**Task material**.
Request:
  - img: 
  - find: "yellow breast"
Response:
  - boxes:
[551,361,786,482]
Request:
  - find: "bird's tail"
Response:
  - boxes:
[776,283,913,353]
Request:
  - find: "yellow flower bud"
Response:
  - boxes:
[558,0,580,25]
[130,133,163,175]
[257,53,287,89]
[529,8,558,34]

**Set exercise**. Reproduce every line of the entries above verbatim, leaving nothing out and changing nothing.

**Final result**.
Request:
  - img: 
  - find: "yellow breast"
Response:
  - boxes:
[551,361,786,482]
Request:
  - find: "bird's tail"
Response:
  - boxes:
[776,283,913,353]
Request:
  - find: "yellow flower bud"
Response:
  - boxes:
[558,0,580,25]
[130,133,163,175]
[257,53,287,89]
[529,8,558,34]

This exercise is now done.